▶ **What to work on**
Repeat exactly, and only, the lines from the one holding "Tag each instance of the grass" through the last line of the records below.

··· Dataset content ···

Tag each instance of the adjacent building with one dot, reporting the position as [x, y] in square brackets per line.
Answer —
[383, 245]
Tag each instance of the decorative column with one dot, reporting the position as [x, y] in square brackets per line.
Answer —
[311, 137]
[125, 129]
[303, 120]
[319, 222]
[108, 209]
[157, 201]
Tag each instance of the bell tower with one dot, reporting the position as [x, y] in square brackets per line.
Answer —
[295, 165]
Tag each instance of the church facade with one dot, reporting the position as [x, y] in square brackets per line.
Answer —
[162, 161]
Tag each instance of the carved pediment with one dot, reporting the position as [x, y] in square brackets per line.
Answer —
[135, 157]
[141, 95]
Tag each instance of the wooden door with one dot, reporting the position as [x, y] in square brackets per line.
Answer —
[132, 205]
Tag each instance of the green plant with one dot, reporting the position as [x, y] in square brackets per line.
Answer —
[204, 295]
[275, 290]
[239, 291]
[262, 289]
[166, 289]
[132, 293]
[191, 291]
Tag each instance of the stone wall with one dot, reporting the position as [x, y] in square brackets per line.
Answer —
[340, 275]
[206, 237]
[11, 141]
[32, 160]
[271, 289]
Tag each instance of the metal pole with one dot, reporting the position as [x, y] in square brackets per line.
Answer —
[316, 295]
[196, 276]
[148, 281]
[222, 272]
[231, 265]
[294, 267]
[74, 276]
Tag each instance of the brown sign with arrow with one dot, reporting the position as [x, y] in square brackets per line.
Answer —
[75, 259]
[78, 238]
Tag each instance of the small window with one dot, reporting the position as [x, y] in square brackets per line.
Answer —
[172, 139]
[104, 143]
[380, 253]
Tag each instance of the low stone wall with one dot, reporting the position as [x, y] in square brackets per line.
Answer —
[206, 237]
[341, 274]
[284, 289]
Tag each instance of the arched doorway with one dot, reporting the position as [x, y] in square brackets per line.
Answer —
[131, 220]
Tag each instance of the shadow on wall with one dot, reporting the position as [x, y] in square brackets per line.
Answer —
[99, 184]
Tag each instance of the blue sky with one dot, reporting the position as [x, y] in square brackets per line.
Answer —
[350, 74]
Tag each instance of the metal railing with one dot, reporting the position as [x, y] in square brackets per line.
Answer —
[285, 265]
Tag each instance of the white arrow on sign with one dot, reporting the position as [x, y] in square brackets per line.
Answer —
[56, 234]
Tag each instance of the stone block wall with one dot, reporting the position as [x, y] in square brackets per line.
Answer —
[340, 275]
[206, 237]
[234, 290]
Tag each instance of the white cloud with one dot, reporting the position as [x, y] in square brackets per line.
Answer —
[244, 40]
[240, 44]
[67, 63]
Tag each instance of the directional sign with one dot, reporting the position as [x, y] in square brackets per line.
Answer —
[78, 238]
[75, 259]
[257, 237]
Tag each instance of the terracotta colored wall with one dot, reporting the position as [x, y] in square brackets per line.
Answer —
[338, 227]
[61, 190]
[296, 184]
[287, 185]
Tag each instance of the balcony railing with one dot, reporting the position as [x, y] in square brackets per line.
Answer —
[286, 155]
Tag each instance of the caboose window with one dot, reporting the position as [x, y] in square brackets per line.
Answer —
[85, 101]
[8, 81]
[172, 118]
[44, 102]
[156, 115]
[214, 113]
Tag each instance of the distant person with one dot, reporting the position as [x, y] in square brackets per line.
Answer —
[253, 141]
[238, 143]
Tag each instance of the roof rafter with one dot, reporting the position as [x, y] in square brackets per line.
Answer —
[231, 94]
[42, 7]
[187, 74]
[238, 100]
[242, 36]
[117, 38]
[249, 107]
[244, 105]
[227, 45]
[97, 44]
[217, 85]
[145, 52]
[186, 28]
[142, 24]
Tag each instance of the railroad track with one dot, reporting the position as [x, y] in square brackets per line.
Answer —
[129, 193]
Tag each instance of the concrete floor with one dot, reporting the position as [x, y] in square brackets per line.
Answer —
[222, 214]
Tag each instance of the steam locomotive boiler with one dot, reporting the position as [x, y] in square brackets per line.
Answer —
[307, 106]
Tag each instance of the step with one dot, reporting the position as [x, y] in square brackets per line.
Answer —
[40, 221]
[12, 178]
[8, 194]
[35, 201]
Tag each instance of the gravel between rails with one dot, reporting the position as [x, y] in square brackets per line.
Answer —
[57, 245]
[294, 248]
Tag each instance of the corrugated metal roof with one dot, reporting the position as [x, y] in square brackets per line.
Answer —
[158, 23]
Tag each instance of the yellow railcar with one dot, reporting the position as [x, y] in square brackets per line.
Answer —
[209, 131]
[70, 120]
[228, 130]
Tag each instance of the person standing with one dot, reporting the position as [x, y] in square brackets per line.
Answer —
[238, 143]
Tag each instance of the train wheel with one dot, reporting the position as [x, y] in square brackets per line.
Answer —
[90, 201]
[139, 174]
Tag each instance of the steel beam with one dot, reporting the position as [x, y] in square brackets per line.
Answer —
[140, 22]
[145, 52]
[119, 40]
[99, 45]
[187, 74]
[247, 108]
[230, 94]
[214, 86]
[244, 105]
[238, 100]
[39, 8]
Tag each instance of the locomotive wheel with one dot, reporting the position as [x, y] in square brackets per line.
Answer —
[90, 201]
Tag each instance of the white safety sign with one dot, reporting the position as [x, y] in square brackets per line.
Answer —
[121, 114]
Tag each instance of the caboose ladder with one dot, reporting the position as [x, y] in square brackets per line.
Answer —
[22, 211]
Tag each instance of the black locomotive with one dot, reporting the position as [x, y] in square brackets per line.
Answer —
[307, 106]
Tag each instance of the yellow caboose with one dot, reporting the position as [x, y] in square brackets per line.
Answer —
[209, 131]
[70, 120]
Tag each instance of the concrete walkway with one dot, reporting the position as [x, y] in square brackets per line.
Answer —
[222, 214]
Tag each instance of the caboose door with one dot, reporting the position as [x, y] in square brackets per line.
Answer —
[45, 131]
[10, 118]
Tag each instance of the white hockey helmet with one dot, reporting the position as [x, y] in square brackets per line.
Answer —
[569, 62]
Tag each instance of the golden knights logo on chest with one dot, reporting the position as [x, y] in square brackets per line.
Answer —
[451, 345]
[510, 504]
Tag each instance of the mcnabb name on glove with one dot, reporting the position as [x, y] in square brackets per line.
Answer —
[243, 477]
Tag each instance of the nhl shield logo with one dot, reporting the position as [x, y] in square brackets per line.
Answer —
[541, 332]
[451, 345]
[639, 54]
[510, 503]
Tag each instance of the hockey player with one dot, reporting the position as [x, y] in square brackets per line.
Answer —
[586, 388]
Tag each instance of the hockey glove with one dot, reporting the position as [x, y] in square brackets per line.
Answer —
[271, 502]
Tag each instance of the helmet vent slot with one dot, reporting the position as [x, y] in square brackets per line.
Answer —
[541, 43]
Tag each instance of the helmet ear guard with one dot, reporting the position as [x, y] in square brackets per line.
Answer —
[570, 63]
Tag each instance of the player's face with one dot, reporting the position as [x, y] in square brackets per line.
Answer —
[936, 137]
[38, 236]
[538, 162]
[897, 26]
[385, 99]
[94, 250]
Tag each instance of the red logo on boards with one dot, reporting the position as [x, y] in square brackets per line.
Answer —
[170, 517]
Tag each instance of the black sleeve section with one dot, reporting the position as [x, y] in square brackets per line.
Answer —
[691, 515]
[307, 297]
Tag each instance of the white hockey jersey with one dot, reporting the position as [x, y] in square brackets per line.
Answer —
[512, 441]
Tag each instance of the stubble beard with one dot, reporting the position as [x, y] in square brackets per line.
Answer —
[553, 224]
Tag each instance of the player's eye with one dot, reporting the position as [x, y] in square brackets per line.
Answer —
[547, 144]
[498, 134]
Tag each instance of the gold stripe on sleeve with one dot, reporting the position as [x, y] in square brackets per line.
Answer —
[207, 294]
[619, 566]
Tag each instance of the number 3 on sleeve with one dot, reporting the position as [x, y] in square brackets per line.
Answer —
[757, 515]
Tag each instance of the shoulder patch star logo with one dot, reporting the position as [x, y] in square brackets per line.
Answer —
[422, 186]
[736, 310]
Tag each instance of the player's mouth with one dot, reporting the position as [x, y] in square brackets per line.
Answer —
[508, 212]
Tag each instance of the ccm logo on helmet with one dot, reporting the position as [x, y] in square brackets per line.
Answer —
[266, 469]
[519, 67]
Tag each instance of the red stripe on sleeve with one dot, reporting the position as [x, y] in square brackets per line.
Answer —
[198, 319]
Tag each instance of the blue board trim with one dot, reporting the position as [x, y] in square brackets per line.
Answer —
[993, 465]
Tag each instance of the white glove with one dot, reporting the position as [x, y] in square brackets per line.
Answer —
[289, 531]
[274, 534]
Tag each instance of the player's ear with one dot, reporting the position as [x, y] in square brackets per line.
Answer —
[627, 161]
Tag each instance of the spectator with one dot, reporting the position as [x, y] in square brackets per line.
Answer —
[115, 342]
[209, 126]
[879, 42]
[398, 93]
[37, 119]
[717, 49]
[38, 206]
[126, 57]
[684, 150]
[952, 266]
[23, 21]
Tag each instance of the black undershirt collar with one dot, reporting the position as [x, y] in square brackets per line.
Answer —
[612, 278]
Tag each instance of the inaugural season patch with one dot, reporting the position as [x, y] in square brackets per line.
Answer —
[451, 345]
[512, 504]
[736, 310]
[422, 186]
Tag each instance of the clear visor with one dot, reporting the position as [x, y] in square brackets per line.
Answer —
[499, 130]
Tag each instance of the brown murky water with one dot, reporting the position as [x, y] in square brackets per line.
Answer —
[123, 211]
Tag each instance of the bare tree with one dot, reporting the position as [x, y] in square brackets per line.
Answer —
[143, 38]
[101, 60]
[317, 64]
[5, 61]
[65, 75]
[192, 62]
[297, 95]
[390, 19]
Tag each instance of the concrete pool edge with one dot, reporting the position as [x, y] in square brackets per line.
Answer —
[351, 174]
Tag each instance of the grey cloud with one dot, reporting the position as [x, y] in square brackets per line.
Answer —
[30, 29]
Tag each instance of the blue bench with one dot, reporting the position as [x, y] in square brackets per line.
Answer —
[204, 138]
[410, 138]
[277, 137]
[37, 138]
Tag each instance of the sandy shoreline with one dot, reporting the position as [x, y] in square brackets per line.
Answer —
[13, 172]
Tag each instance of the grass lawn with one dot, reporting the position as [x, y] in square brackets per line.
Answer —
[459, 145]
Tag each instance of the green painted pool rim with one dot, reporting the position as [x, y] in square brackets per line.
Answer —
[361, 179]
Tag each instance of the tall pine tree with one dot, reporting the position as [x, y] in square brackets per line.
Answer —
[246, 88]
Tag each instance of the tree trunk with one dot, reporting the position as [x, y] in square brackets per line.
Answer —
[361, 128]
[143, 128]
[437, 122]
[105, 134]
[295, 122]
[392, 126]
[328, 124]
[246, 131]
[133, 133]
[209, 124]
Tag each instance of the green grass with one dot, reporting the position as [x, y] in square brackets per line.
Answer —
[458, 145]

···

▶ **Answer below**
Tag each instance of the grass lawn with one dot, reporting the position as [x, y] in square brackets per line.
Answer —
[459, 145]
Tag each instance of the green painted pool rim with one dot, reporting the position as [x, y] in square brackets per line.
Answer —
[361, 179]
Tag each instance of the tall pine tree with one dot, reporting the position as [x, y] in square brackets per line.
Answer —
[246, 88]
Tag each instance of the tree trunk with one dot, reporting the position as [x, y] in square brackets per line.
Answer —
[361, 128]
[143, 128]
[437, 122]
[105, 134]
[295, 122]
[392, 126]
[328, 124]
[246, 131]
[133, 133]
[209, 124]
Tag each instance of the green grass with one dot, reporting the position as [x, y] in square brackets per line.
Answer —
[458, 145]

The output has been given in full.